◆ **Required task**
Write out the rows below word for word, leaving out the pictures.

◆ **The input**

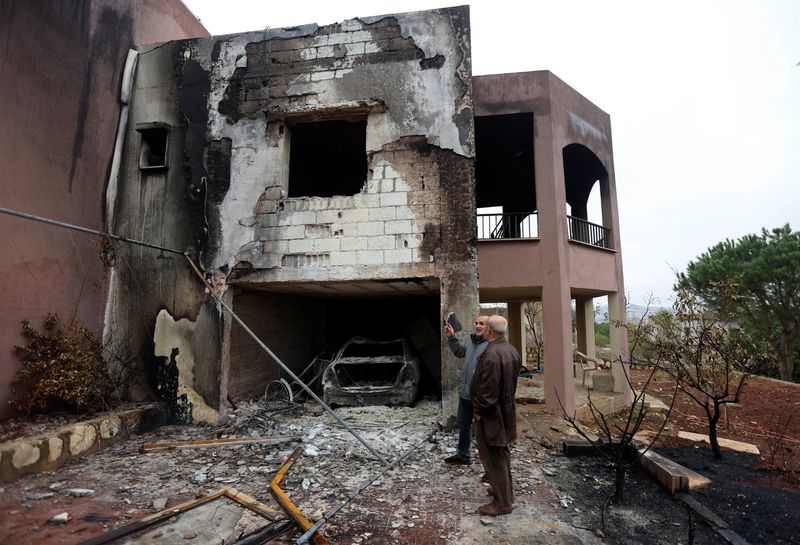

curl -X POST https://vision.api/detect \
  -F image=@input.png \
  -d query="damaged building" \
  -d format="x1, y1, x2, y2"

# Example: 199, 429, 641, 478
105, 3, 626, 422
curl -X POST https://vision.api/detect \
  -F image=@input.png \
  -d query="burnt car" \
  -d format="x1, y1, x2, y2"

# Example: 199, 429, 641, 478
322, 337, 420, 406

◆ **Right answer**
curl -X POST https://vision.api/detect \
  -F image=@input.png \
  -d query="damaged building" \
  -d format="x1, y1, x2, y2"

# Example: 199, 429, 641, 478
105, 3, 626, 422
curl -X POST https://vision.api/detect \
  -F image=@input.png \
  -d query="burnt car" \
  -d format="x1, y1, x2, y2"

# Example: 199, 429, 641, 478
322, 337, 420, 406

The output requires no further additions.